-- SOURCE INFORMATION follows --

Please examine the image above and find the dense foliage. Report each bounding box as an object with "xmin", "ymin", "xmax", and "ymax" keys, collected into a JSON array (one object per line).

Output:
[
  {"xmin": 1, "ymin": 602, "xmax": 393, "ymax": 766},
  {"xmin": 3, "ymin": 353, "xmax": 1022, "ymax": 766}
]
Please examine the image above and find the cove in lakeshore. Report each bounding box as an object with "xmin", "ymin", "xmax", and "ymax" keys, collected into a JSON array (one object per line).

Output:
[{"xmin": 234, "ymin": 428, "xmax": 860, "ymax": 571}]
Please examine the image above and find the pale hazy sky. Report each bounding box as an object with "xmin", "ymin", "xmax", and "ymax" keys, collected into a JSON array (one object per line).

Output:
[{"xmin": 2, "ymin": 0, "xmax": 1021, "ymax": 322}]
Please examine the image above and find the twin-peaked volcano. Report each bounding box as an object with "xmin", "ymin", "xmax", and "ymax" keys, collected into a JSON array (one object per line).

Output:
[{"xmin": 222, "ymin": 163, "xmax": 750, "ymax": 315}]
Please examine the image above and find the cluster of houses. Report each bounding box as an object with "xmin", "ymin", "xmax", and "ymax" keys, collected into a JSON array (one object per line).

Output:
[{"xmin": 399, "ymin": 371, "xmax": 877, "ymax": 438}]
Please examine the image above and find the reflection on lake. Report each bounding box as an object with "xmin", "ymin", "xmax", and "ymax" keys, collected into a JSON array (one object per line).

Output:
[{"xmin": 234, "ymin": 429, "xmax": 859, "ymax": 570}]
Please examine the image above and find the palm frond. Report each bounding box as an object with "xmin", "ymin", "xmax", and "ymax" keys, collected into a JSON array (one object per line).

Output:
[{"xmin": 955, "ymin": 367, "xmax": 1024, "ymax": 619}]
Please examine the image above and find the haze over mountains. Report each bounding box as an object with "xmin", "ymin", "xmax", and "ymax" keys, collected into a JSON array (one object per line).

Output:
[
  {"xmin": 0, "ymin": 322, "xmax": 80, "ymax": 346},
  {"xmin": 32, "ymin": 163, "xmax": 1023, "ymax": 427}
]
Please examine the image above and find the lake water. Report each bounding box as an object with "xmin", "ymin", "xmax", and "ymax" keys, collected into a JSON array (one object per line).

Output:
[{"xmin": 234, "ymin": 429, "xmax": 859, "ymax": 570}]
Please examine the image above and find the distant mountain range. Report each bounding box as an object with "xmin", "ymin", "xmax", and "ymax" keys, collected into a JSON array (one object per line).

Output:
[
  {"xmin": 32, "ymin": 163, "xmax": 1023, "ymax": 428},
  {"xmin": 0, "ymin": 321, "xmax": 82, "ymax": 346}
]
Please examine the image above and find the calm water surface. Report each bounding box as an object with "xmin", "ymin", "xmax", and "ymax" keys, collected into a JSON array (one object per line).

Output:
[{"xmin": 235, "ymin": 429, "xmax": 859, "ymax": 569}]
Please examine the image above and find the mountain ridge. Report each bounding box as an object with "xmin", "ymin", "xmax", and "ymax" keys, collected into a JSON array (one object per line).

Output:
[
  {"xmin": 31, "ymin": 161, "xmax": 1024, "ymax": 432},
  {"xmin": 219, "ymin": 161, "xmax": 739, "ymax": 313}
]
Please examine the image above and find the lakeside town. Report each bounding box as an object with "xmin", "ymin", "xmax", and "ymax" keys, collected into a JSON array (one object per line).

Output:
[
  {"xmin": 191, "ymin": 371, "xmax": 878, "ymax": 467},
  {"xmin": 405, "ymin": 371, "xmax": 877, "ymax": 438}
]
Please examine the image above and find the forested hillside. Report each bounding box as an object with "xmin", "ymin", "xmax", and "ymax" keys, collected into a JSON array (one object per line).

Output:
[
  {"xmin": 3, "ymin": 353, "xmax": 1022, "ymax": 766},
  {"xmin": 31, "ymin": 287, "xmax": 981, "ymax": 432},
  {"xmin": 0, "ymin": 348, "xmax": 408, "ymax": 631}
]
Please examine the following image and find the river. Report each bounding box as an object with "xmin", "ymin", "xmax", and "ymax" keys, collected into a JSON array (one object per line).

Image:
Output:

-- SOURCE INFORMATION concluded --

**ACTIVITY**.
Repeat the entire listing above without changing a word.

**RESULT FOR THIS TASK**.
Please examine the image above and find the dense foliage. Report each bounding box as an object with "xmin", "ymin", "xmax", and "ymax" keys, collected into a JSON array (one object per line).

Output:
[
  {"xmin": 1, "ymin": 602, "xmax": 393, "ymax": 766},
  {"xmin": 3, "ymin": 353, "xmax": 1022, "ymax": 766}
]
Please examine the image above and find the cove in lakeshore. Report each bounding box as an object with "xmin", "ymin", "xmax", and "ymax" keys, collected into a JSON array (one object per line).

Output:
[{"xmin": 234, "ymin": 428, "xmax": 860, "ymax": 571}]
Please examine the image above and find the pale hazy sky. Report each bounding box as an object with "xmin", "ymin", "xmax", and "ymax" keys, collected into a JSON array (one object per line).

Output:
[{"xmin": 2, "ymin": 0, "xmax": 1021, "ymax": 322}]
Please examine the image above and find the twin-peaked volcano. Report each bounding box as an object with "xmin", "ymin", "xmax", and "ymax" keys, collected into a JSON array (one object per line).

Output:
[{"xmin": 222, "ymin": 163, "xmax": 750, "ymax": 315}]
Please examine the image above and find the cluster of houses. Report each bounding box as an object with "xmin", "ymin", "xmax", and "ymax" keys, collected into a JSON array (one object per line).

Output:
[{"xmin": 399, "ymin": 371, "xmax": 877, "ymax": 438}]
Please examine the image above and find the reflection on lake. Report each bounding box as an object with "xmin", "ymin", "xmax", and "ymax" keys, collected into a JSON array (one object per line).

Output:
[{"xmin": 234, "ymin": 429, "xmax": 859, "ymax": 570}]
Please examine the image above and find the palm frond. Report each bounding box as an object with "xmin", "ymin", "xmax", and "ymax" keys, collected into a JSON array (one object per line).

Output:
[{"xmin": 955, "ymin": 367, "xmax": 1024, "ymax": 619}]
Please examine the image above and find the haze over mountains. Report each bounding box as an object with "xmin", "ymin", "xmax", and "ymax" keys, collected into a JSON array (one object per line).

Output:
[
  {"xmin": 0, "ymin": 322, "xmax": 80, "ymax": 346},
  {"xmin": 32, "ymin": 163, "xmax": 1023, "ymax": 427}
]
Please examine the image above and find the lake water. Report each bounding box as an object with "xmin", "ymin", "xmax", and "ymax" keys, collected into a JSON array (one object per line).

Output:
[{"xmin": 234, "ymin": 429, "xmax": 859, "ymax": 570}]
Please examine the image above and find the distant mountain range. Report each bounding box as an object with "xmin", "ymin", "xmax", and "ymax" keys, collected into a JSON array (one object per line).

Output:
[
  {"xmin": 32, "ymin": 163, "xmax": 1023, "ymax": 428},
  {"xmin": 0, "ymin": 321, "xmax": 82, "ymax": 346}
]
Please examine the image above and find the calm water surface. Report each bounding box as an object with "xmin", "ymin", "xmax", and "ymax" keys, collected into a JSON array (one object per line).

Output:
[{"xmin": 235, "ymin": 429, "xmax": 859, "ymax": 569}]
Please examine the image above and find the mountain ridge. Report each bounding box as an object with "xmin", "ymin", "xmax", and "ymax" keys, collected into a JSON array (one object per line).

Output:
[
  {"xmin": 31, "ymin": 161, "xmax": 1024, "ymax": 432},
  {"xmin": 219, "ymin": 161, "xmax": 739, "ymax": 313}
]
Please examine the image above and find the lakeside town. Report each bounding box as an object with "xmin", "ymin", "xmax", and "ymax" keys, collected into a JSON array (one object per line).

Output:
[
  {"xmin": 191, "ymin": 371, "xmax": 878, "ymax": 467},
  {"xmin": 405, "ymin": 371, "xmax": 877, "ymax": 438}
]
Please examine the image above and find the forested hillside. Report each bounding box as an object with "xmin", "ymin", "xmax", and "ymax" keys, collected into a JSON array (one object per line).

Output:
[
  {"xmin": 3, "ymin": 353, "xmax": 1022, "ymax": 766},
  {"xmin": 31, "ymin": 287, "xmax": 981, "ymax": 432},
  {"xmin": 0, "ymin": 348, "xmax": 408, "ymax": 631}
]
Please examine the following image and find the river. Report each bounding box as an object with "xmin", "ymin", "xmax", and "ymax" keys, collected into a JSON array (one object per line).

Image:
Output:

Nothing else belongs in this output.